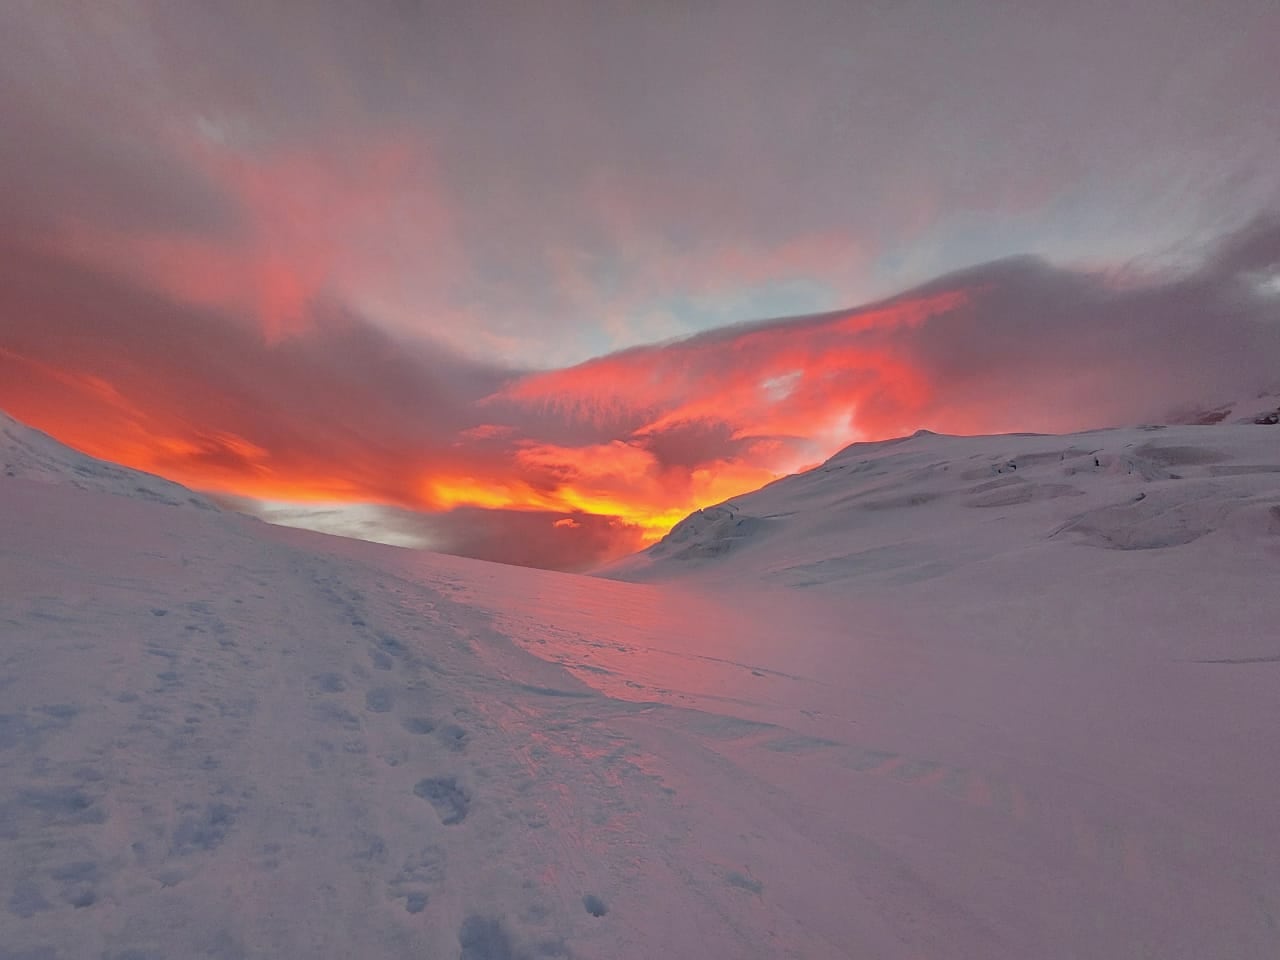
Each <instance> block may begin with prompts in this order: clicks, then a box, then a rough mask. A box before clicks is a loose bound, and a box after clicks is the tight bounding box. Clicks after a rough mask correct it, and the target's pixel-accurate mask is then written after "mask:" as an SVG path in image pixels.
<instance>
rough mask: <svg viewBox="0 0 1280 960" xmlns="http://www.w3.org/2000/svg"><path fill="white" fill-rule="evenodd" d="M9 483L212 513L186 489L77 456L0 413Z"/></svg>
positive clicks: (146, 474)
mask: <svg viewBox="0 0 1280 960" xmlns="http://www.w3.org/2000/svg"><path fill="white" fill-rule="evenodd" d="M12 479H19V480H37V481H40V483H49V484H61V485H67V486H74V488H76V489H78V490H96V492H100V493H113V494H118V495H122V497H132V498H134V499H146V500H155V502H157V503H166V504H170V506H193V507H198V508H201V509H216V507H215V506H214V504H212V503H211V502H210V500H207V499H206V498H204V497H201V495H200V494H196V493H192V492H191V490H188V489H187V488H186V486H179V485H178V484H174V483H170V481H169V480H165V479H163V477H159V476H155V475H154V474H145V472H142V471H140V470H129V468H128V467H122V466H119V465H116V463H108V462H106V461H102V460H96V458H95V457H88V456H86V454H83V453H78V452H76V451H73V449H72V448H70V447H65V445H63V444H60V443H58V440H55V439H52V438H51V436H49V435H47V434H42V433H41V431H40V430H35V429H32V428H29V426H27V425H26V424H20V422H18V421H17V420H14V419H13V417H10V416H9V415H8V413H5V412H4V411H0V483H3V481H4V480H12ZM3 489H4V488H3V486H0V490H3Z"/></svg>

********

**TO DO**
The whole listing is to be retyped exactly, with its pictures removed.

**RESULT**
Each <instance> block may begin with prompts in this order: clicks, then a box, then a rough mask. A box before clicks is a loose bound, and a box after clicks is the tight bounding box. Clicks after a rough mask correct it, and the target's pixel-accurate mask is then written after "mask:" as an SVG path in image pixels.
<instance>
rough mask: <svg viewBox="0 0 1280 960" xmlns="http://www.w3.org/2000/svg"><path fill="white" fill-rule="evenodd" d="M9 483L212 513L186 489L77 456L0 413Z"/></svg>
positive clicks: (146, 474)
mask: <svg viewBox="0 0 1280 960" xmlns="http://www.w3.org/2000/svg"><path fill="white" fill-rule="evenodd" d="M12 479H19V480H37V481H40V483H49V484H61V485H67V486H74V488H76V489H78V490H96V492H100V493H113V494H118V495H122V497H132V498H134V499H146V500H155V502H157V503H166V504H170V506H193V507H198V508H201V509H216V507H215V506H214V504H212V503H211V502H210V500H207V499H206V498H204V497H201V495H200V494H196V493H192V492H191V490H188V489H187V488H186V486H179V485H178V484H174V483H170V481H169V480H165V479H163V477H159V476H155V475H154V474H145V472H142V471H140V470H129V468H128V467H122V466H119V465H116V463H108V462H106V461H102V460H96V458H95V457H88V456H86V454H83V453H78V452H76V451H73V449H72V448H70V447H65V445H63V444H60V443H58V440H55V439H52V438H51V436H49V435H47V434H42V433H41V431H40V430H35V429H32V428H29V426H27V425H26V424H20V422H18V421H17V420H14V419H13V417H10V416H9V415H8V413H5V412H4V411H0V483H3V481H4V480H12ZM3 489H4V488H3V486H0V490H3Z"/></svg>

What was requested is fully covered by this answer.